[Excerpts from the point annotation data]
+ + +

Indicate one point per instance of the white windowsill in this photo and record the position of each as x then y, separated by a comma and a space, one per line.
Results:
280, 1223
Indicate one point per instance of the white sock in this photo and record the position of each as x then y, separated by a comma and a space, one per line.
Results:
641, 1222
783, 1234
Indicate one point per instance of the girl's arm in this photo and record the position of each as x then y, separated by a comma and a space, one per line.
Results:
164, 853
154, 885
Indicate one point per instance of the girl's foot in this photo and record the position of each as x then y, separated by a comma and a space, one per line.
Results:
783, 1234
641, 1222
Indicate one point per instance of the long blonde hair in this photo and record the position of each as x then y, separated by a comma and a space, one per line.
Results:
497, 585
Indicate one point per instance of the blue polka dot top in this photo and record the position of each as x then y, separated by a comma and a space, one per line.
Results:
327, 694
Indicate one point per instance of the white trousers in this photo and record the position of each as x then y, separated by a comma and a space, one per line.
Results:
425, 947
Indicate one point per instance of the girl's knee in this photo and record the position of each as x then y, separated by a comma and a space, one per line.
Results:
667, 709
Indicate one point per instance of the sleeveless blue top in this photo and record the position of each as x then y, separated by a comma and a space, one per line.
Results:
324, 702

+ + +

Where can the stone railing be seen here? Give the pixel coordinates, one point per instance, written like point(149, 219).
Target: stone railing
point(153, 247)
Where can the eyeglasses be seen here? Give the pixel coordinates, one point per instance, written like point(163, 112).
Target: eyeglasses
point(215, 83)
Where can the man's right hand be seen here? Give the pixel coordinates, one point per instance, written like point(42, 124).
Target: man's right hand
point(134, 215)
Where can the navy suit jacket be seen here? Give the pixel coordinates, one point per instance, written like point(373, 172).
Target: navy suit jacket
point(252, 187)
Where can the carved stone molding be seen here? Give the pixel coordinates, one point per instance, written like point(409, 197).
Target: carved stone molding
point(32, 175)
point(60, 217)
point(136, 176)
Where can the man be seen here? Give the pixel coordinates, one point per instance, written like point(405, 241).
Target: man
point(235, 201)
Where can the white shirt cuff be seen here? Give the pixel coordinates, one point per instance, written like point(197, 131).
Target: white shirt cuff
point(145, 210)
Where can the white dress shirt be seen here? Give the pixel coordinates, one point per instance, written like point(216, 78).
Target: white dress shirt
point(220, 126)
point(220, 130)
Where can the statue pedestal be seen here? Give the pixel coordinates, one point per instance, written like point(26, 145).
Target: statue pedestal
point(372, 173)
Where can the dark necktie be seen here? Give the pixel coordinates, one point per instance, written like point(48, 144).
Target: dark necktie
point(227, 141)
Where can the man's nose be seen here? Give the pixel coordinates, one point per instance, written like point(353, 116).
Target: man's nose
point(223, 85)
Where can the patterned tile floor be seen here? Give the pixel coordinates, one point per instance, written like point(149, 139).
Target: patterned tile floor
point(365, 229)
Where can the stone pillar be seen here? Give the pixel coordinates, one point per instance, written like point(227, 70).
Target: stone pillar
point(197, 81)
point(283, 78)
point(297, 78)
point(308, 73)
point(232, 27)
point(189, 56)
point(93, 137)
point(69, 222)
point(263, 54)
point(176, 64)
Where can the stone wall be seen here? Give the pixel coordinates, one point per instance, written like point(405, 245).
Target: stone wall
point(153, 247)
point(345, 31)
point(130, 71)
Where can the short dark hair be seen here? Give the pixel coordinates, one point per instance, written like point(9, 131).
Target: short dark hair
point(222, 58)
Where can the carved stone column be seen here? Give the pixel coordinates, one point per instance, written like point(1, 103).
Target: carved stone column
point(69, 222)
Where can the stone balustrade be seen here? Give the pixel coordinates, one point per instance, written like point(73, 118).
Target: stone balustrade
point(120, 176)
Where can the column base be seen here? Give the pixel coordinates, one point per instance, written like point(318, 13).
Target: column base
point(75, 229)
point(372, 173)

+ + +

- **TO DO**:
Reproduce verbatim the portion of the listing between the line containing "Where can the man be" and the line containing "point(130, 71)", inclusive.

- **ANSWER IN FULL**:
Where can the man be seen here? Give the pixel coordinates, one point per instance, written like point(405, 241).
Target: man
point(235, 201)
Where can the white shirt cuff be seen here? Give the pixel coordinates, one point per instance, written like point(197, 131).
Target: white shirt cuff
point(145, 210)
Where can the white dress shirt be seen here? Give the pixel coordinates, one point per instance, written like point(216, 78).
Target: white dress shirt
point(220, 126)
point(220, 130)
Where can the statue pedestal be seen here? Give the pixel coordinates, one point per instance, written like point(26, 145).
Target: statue pedestal
point(372, 173)
Where can the dark necktie be seen here? Give the pixel coordinates, one point per instance, written like point(48, 144).
Target: dark necktie
point(227, 141)
Where can the man's nose be seen here? Give the pixel coordinates, one point per instance, written like point(353, 116).
Target: man's nose
point(223, 85)
Where can the patterned tile floor be seen here? Give the pixel coordinates, one point per instance, written like point(149, 139).
Target: patterned tile floor
point(365, 229)
Where can the stone pillar be seen here? Give the pixel coordinates, one point per instance, written like point(227, 70).
Target: stone pillar
point(197, 81)
point(283, 78)
point(297, 78)
point(308, 73)
point(232, 27)
point(189, 56)
point(93, 137)
point(69, 222)
point(263, 54)
point(176, 64)
Where can the stone wall be seen here? Give the pixel coordinates, one point per instance, written like point(405, 245).
Target: stone wall
point(153, 247)
point(345, 31)
point(130, 71)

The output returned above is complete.